▶ PROBLEM DESCRIPTION: Copy every line of the listing below word for word, but leave out the pictures.

Part of a data file:
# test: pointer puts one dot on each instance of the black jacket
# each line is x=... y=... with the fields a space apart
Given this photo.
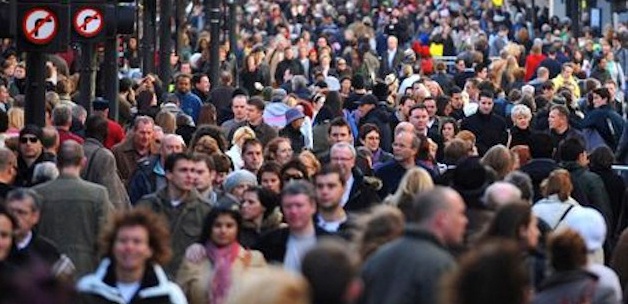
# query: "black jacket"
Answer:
x=380 y=117
x=489 y=130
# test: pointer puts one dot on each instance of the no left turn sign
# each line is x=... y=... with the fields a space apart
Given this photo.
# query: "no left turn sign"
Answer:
x=40 y=25
x=88 y=22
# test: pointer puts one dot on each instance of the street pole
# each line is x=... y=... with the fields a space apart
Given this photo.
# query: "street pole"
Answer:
x=111 y=75
x=214 y=21
x=36 y=89
x=233 y=43
x=148 y=36
x=165 y=43
x=87 y=80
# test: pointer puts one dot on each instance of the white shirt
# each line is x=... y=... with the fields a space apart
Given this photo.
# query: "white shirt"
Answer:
x=27 y=240
x=296 y=248
x=127 y=290
x=348 y=186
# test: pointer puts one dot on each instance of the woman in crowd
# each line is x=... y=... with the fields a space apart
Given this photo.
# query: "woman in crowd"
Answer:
x=269 y=177
x=558 y=202
x=235 y=152
x=278 y=150
x=223 y=262
x=260 y=214
x=497 y=264
x=570 y=282
x=520 y=131
x=134 y=245
x=516 y=222
x=370 y=138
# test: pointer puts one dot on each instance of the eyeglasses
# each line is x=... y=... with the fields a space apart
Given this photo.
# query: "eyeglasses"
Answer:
x=26 y=139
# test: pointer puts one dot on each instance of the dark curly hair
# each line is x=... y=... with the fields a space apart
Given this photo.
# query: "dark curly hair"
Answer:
x=156 y=226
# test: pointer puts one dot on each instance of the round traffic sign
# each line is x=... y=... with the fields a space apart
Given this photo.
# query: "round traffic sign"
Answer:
x=88 y=22
x=40 y=25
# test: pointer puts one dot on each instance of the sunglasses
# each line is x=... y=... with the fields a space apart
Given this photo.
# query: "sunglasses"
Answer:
x=27 y=139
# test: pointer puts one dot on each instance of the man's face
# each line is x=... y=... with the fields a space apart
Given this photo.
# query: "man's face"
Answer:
x=486 y=105
x=183 y=175
x=456 y=101
x=406 y=106
x=170 y=145
x=30 y=146
x=203 y=84
x=402 y=147
x=329 y=191
x=254 y=115
x=238 y=106
x=143 y=135
x=430 y=104
x=204 y=177
x=419 y=119
x=298 y=211
x=253 y=158
x=339 y=134
x=456 y=220
x=556 y=120
x=26 y=214
x=184 y=85
x=343 y=158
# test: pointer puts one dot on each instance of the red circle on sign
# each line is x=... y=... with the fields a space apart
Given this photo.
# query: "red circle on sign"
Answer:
x=39 y=16
x=83 y=18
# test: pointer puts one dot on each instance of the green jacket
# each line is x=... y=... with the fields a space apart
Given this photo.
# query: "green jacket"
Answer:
x=186 y=221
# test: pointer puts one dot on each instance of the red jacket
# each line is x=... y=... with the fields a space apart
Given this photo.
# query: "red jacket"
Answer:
x=114 y=135
x=532 y=62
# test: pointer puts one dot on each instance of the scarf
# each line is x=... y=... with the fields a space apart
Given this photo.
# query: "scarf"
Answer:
x=222 y=259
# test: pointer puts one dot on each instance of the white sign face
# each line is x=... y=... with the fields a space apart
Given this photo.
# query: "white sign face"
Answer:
x=88 y=22
x=40 y=25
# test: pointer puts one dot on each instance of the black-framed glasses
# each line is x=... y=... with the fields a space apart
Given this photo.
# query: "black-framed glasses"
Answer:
x=26 y=139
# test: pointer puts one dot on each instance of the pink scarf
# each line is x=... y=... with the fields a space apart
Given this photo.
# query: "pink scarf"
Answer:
x=222 y=259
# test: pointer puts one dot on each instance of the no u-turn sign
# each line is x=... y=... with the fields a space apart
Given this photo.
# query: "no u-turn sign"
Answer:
x=40 y=25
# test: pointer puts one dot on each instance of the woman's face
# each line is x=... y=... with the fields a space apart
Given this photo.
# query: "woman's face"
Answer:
x=531 y=233
x=131 y=248
x=521 y=121
x=271 y=181
x=448 y=131
x=371 y=140
x=284 y=152
x=224 y=231
x=6 y=236
x=252 y=208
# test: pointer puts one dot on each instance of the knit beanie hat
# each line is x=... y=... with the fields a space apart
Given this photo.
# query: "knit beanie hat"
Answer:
x=239 y=177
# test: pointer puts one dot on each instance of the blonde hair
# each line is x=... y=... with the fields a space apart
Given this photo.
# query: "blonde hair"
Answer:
x=286 y=288
x=242 y=134
x=414 y=181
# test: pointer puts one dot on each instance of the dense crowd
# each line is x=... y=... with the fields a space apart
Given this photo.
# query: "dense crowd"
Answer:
x=351 y=152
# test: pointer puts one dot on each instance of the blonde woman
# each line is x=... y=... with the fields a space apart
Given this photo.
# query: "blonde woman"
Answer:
x=239 y=137
x=416 y=180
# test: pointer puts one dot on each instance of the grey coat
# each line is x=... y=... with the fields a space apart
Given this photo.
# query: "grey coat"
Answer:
x=73 y=213
x=407 y=270
x=101 y=169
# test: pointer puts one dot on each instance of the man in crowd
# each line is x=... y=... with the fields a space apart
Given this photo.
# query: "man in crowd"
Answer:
x=101 y=166
x=73 y=211
x=150 y=175
x=489 y=128
x=135 y=147
x=434 y=220
x=181 y=204
x=288 y=245
x=358 y=194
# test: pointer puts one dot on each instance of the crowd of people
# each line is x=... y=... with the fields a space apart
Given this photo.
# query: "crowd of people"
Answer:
x=338 y=159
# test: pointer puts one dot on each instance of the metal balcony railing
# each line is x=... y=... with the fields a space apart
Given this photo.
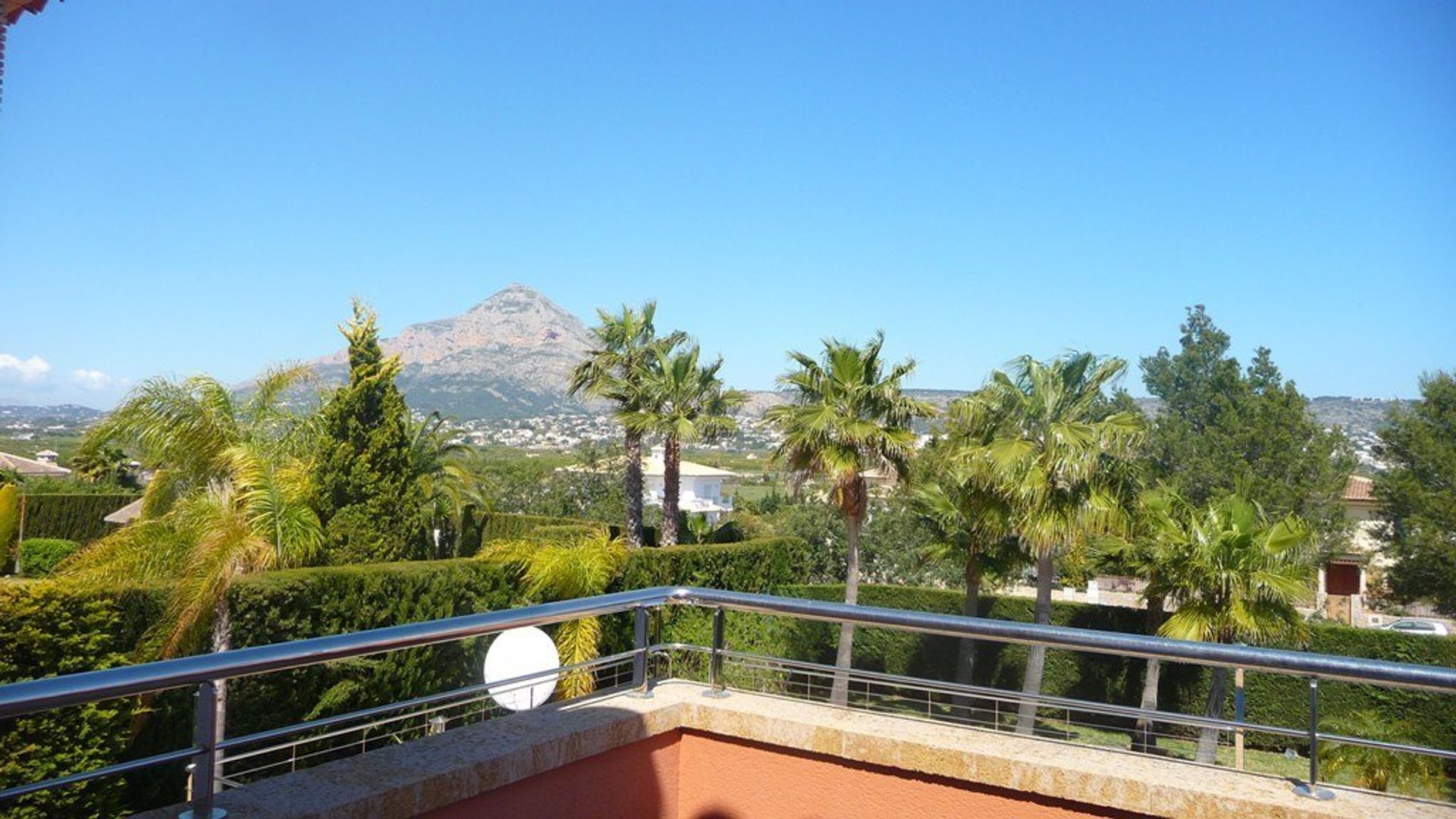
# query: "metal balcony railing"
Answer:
x=286 y=748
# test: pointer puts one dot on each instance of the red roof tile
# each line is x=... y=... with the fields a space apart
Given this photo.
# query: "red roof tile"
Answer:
x=1359 y=488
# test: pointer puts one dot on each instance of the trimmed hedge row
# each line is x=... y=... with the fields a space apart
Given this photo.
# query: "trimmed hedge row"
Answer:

▶ REPLY TO THE EXERCISE:
# test: pointer puts one dot on each instance of the black jacket
# each line is x=... y=... with the fields a space apart
Given this photo.
# query: "black jacket"
Answer:
x=380 y=117
x=489 y=130
# test: pointer puts one dot on each instance of the no left turn sign
# each line is x=... y=... with the fields a space apart
Given this photo.
# query: "no left turn sign"
Answer:
x=40 y=25
x=88 y=22
# test: pointer puts one dot on each instance of the street pole
# each line is x=... y=... with the fields a space apart
Given this photo.
# query: "street pole"
Answer:
x=111 y=75
x=214 y=21
x=36 y=89
x=233 y=43
x=148 y=36
x=165 y=43
x=87 y=80
# test: pointer puts one dot on each instance of the white shirt
# each line is x=... y=... with the fields a space apart
Given this photo.
# query: "white shirt"
Answer:
x=27 y=240
x=296 y=248
x=127 y=290
x=348 y=186
# test: pointer puts one dot on each instance of the woman in crowd
# each line is x=... y=... with the fields a space apart
Given this photo.
# query: "woman in crowd"
Answer:
x=269 y=177
x=558 y=202
x=235 y=152
x=278 y=150
x=223 y=262
x=260 y=214
x=497 y=264
x=570 y=282
x=520 y=131
x=134 y=245
x=516 y=222
x=370 y=138
# test: pointer puts one dot on each instance of the eyeglasses
# each line is x=... y=... with the fields a space apart
Given this photo.
# query: "eyeglasses"
Answer:
x=26 y=139
# test: pointer puts one dot on each instance of the dark curly hair
# each line is x=... y=... with the fields a space apart
Given this photo.
# query: "dark curly hair"
Answer:
x=156 y=226
# test: pointer puts one dot on each instance of the round traffic sign
# each line is x=... y=... with the fields a space apart
Given this photo.
# query: "round traffic sign"
Answer:
x=88 y=22
x=40 y=25
# test: pointer puts one dot on each instance of the sunglasses
# each line is x=... y=... with the fields a space apart
Given this photo.
# query: "sunglasses"
Answer:
x=27 y=139
# test: pointer puts one dot on each instance of the man's face
# each line is x=... y=... with the fields a space apart
Given this photo.
# query: "man's face"
Answer:
x=486 y=105
x=183 y=175
x=456 y=101
x=406 y=106
x=170 y=145
x=30 y=146
x=203 y=84
x=402 y=147
x=329 y=191
x=254 y=115
x=238 y=106
x=143 y=135
x=430 y=104
x=204 y=177
x=419 y=119
x=298 y=211
x=253 y=158
x=339 y=134
x=456 y=220
x=556 y=120
x=26 y=214
x=184 y=85
x=343 y=158
# test: pointer puts one dot on each instance of the red circle on sign
# each line is x=... y=... with the fields a space apart
Given this photo.
# query: "red circle on sign"
Answer:
x=39 y=16
x=83 y=18
# test: pointer puts one dot on each instance of the green jacket
# each line is x=... y=... with the fields a space apart
Given this photo.
# query: "green jacket"
Answer:
x=186 y=221
# test: pointer puts one dot on each instance of the red jacket
# each line is x=... y=... with the fields a space apart
Given this photo.
# query: "red jacket"
Answer:
x=114 y=135
x=532 y=62
# test: pointer puts one dot on each instance of the scarf
# each line is x=... y=... with the fields a space apart
Given this photo.
# query: "scarf"
Answer:
x=222 y=259
# test: pointer puts one dot on each instance of the white sign face
# each line is x=... y=... with the fields a space apart
Given this photo.
# query: "white sign face"
Answer:
x=88 y=22
x=40 y=25
# test: pointer puts one dot on each instance of the black-framed glasses
# each line is x=... y=... with the fields a space apart
Given this photo.
# query: "black-framed glasses"
Answer:
x=26 y=139
# test: pointer puts one dot on each instance of the pink scarf
# each line is x=... y=... with the fields a space apart
Given this photo.
# query: "pink scarf"
Answer:
x=222 y=259
# test: pointer puts one dot on each instance of the no u-turn sign
# each line is x=... y=... with the fields a space apart
Given this photo.
# query: "no u-turn sign"
Answer:
x=40 y=25
# test: pointer puts one dot on each instance of the woman's face
# each line is x=... y=... with the fields a space apart
Given this photo.
# query: "woman's face"
Answer:
x=531 y=233
x=131 y=248
x=521 y=121
x=271 y=181
x=448 y=131
x=371 y=140
x=284 y=152
x=224 y=231
x=6 y=236
x=252 y=208
# test: pointer puts one dot on each instance of the knit beanie hat
# each line is x=... y=... with the fields a space apart
Given this photo.
# query: "knit beanie hat"
Answer:
x=239 y=177
# test: pointer puts one dot on each instance of the blonde hair
# each line is x=... y=... with the fields a space apart
Given this photo.
# query: "blonde hair"
Answer:
x=286 y=288
x=242 y=134
x=414 y=181
# test: pointer puts one dot on each instance of the dense crowd
# each line is x=... y=... with the fields a space apart
Given this photo.
# query: "dense crowd"
Answer:
x=351 y=152
# test: pointer puts one dot on each instance of the blonde woman
# each line is x=... y=... with the fields a space apart
Given this photo.
# query: "blonde woman"
Answer:
x=239 y=137
x=416 y=180
# test: pointer puts one dot on each instance of the grey coat
# each line is x=... y=... with the fields a space apart
Given this photo.
# query: "grey coat"
Answer:
x=73 y=213
x=407 y=270
x=101 y=169
# test: pointer puts one dot on each instance of the man in crowd
# each line is x=... y=... with the fields a space apart
Given this photo.
# query: "man in crowd"
Answer:
x=101 y=166
x=73 y=211
x=150 y=175
x=489 y=128
x=135 y=147
x=434 y=220
x=181 y=204
x=288 y=245
x=358 y=194
# test: pointer puts one dot on each instance of the crowd of people
# each line is x=... y=... with the fields a space apart
Given this photo.
# query: "crowd of people"
Answer:
x=338 y=159
# test: pointer puts one dot on each instance of the metal balcony railing
# each line is x=... y=... with the fields a space apart
Given this photo.
# query: "metal balcony railing"
Answer:
x=286 y=748
# test: pointer puts one dot on each instance of the red roof tile
# each line is x=... y=... with the fields a space apart
Given this photo.
# query: "red roof tile"
Answer:
x=1359 y=488
# test: pointer puts one dot on each instance of the trimmed hedge row
# each line is x=... y=... with the fields a space apart
Given this photo.
# query: "trimmed hedge row"
Answer:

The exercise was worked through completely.